> Supplied text
Monday, November 21, 2011

Screaming into the Wind…..


Sometimes things suck rocks. Most the time things SUCK ROCKS…
I hear it all the time….”How do you do it, or “I don’t know HOW you do it”…these comments are referring to my family, my life, my children…often by people that don’t know the HALF of it. And then there are the people that DO KNOW the half of it…and they ask that too, but secretly they know the answer….”I HAVE NO FREAKING IDEA HOW I DO THIS….I JUST DO.”  

and there you have it.

Christine every Monday has been doing a beautiful job using her Mondays talking/writing  about the 12 things Happy people have in common. Even though I LOVE to bust her chops…cause I love her so dern much…I also LOVE that she is doing this….
I have a deep everlasting BELIEF that though we sometimes have very little say in our circumstances , we have a very REAL choice in how we react, and what our attitudes can be in that process.

  Some-days I choose to be happy my jaw aches from the clenching and bearing, some days the weight and the fear,the pure exhaustion of the daily mountain of shame, grief and sorrow, kick my tush into the back of my walk-in- closet for a good cry. Then I CHOOSE to walk out of that closet, wipe my nose, and take that mountain step by every loving step.

Today was therapy day today. It is a day where I am sure my kids therapist feels like some BIG things were accomplished, and after her hour of time and energy is put in…my kids are released back to me. Big Feelings in tow and raw nerve endings hanging right out in the open….I can’t tell you how many-a-melt down we have had right in the parking lot at that darn/blessed office.

> Material provided
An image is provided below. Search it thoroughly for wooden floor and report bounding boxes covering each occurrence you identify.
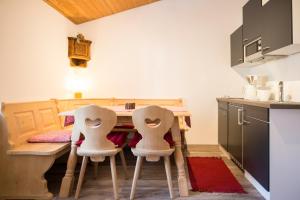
[46,146,264,200]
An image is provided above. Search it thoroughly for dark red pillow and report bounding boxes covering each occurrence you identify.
[128,131,175,148]
[76,132,128,147]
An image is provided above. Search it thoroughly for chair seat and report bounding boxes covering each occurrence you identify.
[77,147,122,156]
[131,148,175,156]
[128,131,175,148]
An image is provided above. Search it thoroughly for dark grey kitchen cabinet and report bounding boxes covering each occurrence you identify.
[228,104,243,168]
[243,106,270,191]
[243,0,262,44]
[230,26,244,66]
[218,102,228,151]
[262,0,293,54]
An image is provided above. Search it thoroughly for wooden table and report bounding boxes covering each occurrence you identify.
[59,106,190,198]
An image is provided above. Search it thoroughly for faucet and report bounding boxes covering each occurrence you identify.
[278,81,284,102]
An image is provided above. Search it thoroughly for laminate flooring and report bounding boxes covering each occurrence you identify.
[46,147,264,200]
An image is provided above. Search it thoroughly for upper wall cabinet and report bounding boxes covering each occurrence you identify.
[230,26,244,66]
[243,0,262,44]
[231,0,300,66]
[262,0,300,55]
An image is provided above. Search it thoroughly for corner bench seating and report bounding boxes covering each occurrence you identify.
[0,98,185,199]
[0,100,70,199]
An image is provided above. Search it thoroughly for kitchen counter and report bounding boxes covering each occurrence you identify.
[217,97,300,109]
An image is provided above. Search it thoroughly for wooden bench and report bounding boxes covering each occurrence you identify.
[0,98,186,199]
[0,100,70,199]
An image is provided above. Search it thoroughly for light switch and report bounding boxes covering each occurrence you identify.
[262,0,270,6]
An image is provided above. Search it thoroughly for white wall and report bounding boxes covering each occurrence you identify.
[79,0,246,144]
[0,0,246,144]
[0,0,77,101]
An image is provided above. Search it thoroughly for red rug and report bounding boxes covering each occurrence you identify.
[187,157,246,193]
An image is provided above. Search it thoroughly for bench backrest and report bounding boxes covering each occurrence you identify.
[1,100,62,149]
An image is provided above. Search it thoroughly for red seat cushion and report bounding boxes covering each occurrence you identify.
[64,115,134,129]
[128,131,175,148]
[76,132,128,147]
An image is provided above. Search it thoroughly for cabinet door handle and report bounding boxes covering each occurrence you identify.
[243,120,251,125]
[263,47,271,51]
[238,109,243,126]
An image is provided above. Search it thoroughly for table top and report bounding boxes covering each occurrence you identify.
[59,106,191,117]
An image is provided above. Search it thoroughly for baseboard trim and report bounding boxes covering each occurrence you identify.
[244,170,270,200]
[185,144,221,157]
[219,145,231,160]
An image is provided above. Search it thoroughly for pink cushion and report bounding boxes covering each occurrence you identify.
[115,124,134,129]
[128,132,175,148]
[64,115,75,127]
[27,130,72,143]
[76,132,128,147]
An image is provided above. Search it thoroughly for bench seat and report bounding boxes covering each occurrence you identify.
[7,143,70,157]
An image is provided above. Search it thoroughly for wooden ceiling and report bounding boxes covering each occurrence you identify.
[44,0,159,24]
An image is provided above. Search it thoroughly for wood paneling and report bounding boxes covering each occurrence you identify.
[44,0,159,24]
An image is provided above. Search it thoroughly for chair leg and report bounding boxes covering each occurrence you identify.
[164,156,173,199]
[75,156,88,199]
[94,162,99,179]
[130,156,143,200]
[138,157,144,179]
[120,149,129,179]
[110,156,119,199]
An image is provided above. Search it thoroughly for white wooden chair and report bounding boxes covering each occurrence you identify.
[130,106,174,199]
[74,105,126,199]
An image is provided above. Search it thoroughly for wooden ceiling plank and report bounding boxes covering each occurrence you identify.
[44,0,160,24]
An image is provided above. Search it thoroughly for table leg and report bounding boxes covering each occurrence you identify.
[59,145,77,198]
[172,117,189,197]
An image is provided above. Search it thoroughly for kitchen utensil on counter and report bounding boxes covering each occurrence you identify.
[246,75,257,85]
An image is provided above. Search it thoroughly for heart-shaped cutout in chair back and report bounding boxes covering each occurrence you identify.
[85,118,102,129]
[145,118,161,128]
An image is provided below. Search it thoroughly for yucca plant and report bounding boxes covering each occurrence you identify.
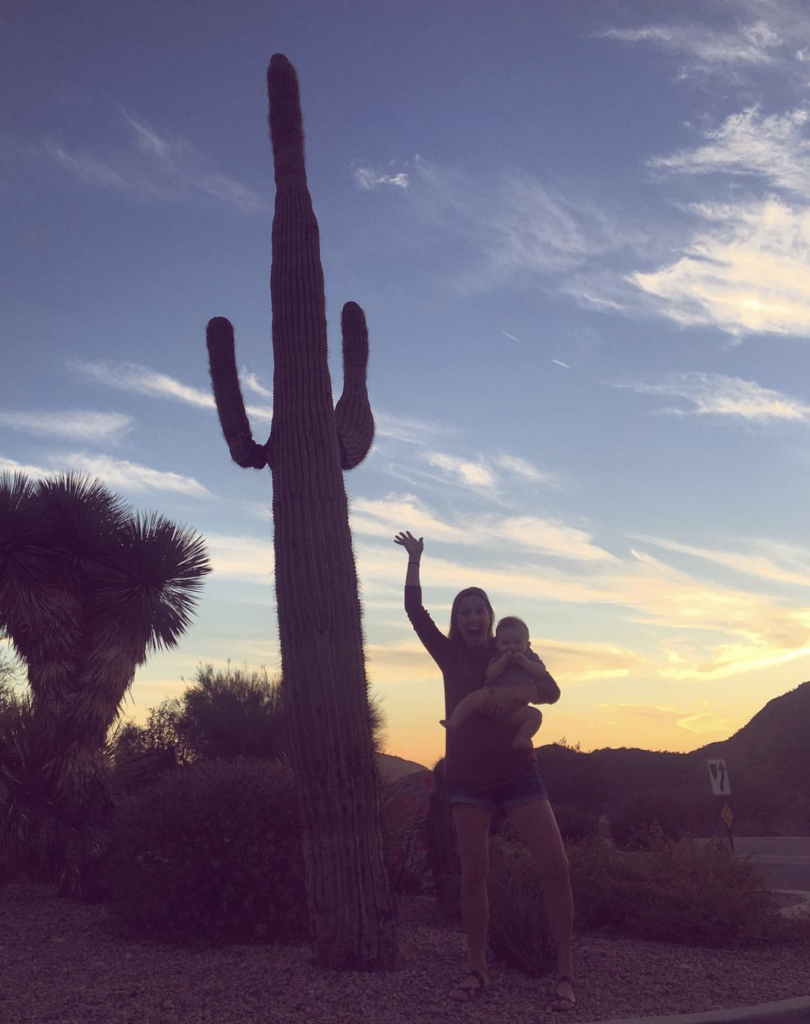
[0,473,210,895]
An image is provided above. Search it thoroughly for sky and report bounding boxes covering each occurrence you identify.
[0,0,810,765]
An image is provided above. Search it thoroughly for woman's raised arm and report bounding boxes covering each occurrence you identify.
[394,529,425,587]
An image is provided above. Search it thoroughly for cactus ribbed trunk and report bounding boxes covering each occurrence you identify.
[208,54,396,971]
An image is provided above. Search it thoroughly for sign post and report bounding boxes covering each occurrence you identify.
[707,758,734,850]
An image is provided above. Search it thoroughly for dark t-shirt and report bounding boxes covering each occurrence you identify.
[404,587,560,792]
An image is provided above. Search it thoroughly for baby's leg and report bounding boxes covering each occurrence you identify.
[439,689,489,732]
[506,706,543,751]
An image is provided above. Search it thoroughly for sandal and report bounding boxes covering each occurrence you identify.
[450,971,486,1002]
[548,974,577,1013]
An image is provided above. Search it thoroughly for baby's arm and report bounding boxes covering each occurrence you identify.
[486,654,509,683]
[513,648,547,679]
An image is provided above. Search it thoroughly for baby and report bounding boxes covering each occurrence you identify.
[441,615,546,751]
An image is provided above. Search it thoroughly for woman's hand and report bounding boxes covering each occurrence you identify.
[394,529,425,562]
[483,686,525,722]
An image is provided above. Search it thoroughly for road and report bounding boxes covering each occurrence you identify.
[734,836,810,892]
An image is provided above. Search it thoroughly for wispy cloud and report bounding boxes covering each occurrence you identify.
[206,532,275,585]
[374,410,459,444]
[649,104,810,197]
[39,110,267,213]
[611,372,810,423]
[0,452,211,498]
[495,455,559,487]
[0,456,55,480]
[635,536,810,587]
[628,198,810,337]
[76,361,272,420]
[59,452,211,498]
[353,166,411,191]
[351,495,614,562]
[0,410,133,441]
[422,451,498,490]
[594,19,782,71]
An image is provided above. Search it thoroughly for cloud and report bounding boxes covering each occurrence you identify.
[478,515,615,562]
[0,456,51,480]
[354,167,411,191]
[635,536,810,587]
[38,110,267,214]
[351,495,614,562]
[0,410,133,441]
[495,455,559,486]
[611,372,810,423]
[0,452,211,498]
[239,367,272,398]
[374,411,459,444]
[628,198,810,337]
[76,361,272,420]
[422,451,498,490]
[61,452,211,498]
[648,104,810,198]
[206,534,275,586]
[414,157,629,291]
[593,19,783,71]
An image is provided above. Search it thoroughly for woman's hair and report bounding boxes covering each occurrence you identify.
[447,587,495,640]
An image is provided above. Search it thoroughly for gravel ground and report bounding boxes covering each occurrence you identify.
[0,885,810,1024]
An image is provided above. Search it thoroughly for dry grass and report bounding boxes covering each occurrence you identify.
[0,884,810,1024]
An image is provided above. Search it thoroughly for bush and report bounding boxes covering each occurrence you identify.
[554,804,599,843]
[609,790,694,846]
[380,772,433,896]
[488,836,555,975]
[105,758,308,943]
[569,827,780,946]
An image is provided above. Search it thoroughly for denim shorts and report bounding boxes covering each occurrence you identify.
[447,763,549,811]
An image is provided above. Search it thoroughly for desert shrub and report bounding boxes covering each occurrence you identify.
[380,772,433,896]
[609,790,694,846]
[569,827,779,946]
[488,836,554,975]
[105,758,308,943]
[554,804,599,843]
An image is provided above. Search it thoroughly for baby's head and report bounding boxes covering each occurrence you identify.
[495,615,529,654]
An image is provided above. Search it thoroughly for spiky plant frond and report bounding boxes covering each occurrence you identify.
[0,473,53,631]
[93,512,211,656]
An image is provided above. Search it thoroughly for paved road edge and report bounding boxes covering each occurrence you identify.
[591,995,810,1024]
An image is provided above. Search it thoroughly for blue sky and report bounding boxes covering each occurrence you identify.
[0,0,810,763]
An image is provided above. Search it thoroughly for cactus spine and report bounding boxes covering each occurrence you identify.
[207,54,396,970]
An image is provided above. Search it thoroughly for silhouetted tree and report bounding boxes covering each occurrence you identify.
[0,473,209,895]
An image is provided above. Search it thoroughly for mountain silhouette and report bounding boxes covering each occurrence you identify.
[382,682,810,836]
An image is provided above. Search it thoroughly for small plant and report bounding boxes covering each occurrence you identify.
[609,790,694,846]
[569,826,778,946]
[488,836,555,975]
[106,758,308,943]
[380,773,433,896]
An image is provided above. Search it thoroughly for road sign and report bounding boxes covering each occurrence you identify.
[707,758,731,797]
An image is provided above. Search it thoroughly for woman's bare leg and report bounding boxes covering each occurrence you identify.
[504,800,573,1010]
[451,804,493,999]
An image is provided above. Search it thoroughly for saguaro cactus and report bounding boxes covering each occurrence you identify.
[207,54,396,970]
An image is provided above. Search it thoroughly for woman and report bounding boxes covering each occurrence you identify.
[394,530,575,1011]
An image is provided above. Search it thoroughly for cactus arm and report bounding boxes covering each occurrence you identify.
[206,316,267,469]
[335,302,374,469]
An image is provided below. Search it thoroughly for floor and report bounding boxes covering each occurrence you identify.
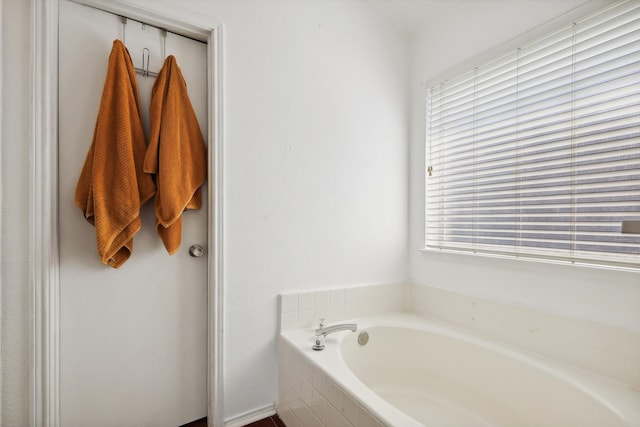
[181,414,287,427]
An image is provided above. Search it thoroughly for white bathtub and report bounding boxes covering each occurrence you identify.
[278,313,640,427]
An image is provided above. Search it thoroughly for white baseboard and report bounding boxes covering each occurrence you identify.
[224,404,276,427]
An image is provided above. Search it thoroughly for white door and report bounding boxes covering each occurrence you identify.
[58,0,207,427]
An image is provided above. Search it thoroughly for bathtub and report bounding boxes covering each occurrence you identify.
[278,313,640,427]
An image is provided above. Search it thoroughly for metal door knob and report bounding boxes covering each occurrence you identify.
[189,244,204,258]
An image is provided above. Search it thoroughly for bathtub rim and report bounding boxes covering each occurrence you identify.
[280,312,640,427]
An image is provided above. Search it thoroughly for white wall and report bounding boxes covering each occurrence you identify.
[214,0,408,422]
[0,0,31,427]
[410,0,640,332]
[0,0,409,427]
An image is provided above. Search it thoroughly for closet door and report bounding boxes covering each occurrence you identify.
[58,0,208,427]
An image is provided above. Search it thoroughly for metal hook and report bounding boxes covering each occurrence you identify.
[160,28,167,60]
[120,16,127,44]
[142,47,149,77]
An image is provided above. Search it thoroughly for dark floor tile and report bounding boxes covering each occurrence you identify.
[271,414,287,427]
[180,417,207,427]
[245,418,273,427]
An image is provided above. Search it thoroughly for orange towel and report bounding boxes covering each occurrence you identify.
[75,40,155,268]
[144,56,207,255]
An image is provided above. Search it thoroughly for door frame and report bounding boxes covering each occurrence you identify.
[29,0,224,427]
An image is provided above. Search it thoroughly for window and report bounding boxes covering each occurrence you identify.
[425,1,640,267]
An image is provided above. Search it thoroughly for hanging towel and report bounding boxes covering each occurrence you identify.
[144,55,207,255]
[75,40,155,268]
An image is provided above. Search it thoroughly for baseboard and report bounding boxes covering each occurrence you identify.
[224,403,276,427]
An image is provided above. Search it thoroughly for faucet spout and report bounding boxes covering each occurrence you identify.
[311,323,358,350]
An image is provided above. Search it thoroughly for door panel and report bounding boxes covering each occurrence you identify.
[58,0,208,427]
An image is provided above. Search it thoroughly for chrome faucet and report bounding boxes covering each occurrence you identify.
[311,319,358,350]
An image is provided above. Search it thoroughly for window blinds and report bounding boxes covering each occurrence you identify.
[425,1,640,264]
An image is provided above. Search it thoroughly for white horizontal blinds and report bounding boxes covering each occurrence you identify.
[426,1,640,263]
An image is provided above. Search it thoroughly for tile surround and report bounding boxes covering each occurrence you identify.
[277,338,383,427]
[280,284,640,410]
[280,284,408,332]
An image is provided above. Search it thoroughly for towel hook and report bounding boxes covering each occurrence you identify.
[160,28,167,60]
[142,47,149,77]
[120,16,127,45]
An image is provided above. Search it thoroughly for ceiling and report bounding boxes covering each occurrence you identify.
[367,0,610,39]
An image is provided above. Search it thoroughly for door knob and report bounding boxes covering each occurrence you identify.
[189,243,204,258]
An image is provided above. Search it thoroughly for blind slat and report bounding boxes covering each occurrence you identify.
[425,1,640,267]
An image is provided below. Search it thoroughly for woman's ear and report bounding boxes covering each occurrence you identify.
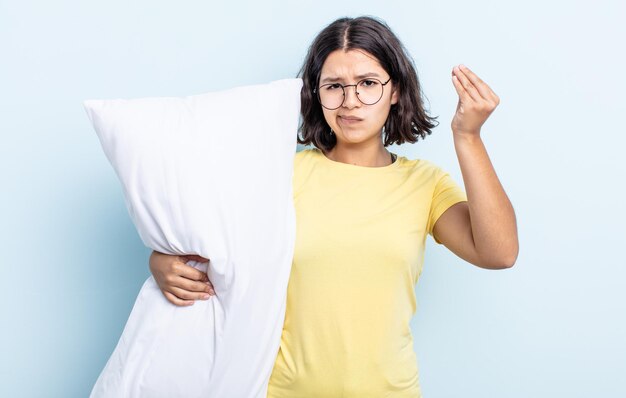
[391,87,400,105]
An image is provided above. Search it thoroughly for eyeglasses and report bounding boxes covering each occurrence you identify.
[313,77,391,110]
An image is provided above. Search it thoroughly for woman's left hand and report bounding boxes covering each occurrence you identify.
[452,65,500,136]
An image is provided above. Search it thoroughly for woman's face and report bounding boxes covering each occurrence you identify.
[319,49,398,145]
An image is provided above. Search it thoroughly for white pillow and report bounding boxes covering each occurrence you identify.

> Questions
A – Echo the blog post from "Monday, November 21, 2011" up to and including "you have it.".
B – According to the blog post, what has Christine been writing about every Monday?
The listing isn't needed here.

> Answers per task
A –
Monday, November 21, 2011

Screaming into the Wind…..


Sometimes things suck rocks. Most the time things SUCK ROCKS…
I hear it all the time….”How do you do it, or “I don’t know HOW you do it”…these comments are referring to my family, my life, my children…often by people that don’t know the HALF of it. And then there are the people that DO KNOW the half of it…and they ask that too, but secretly they know the answer….”I HAVE NO FREAKING IDEA HOW I DO THIS….I JUST DO.”  

and there you have it.

B – The 12 things happy people have in common.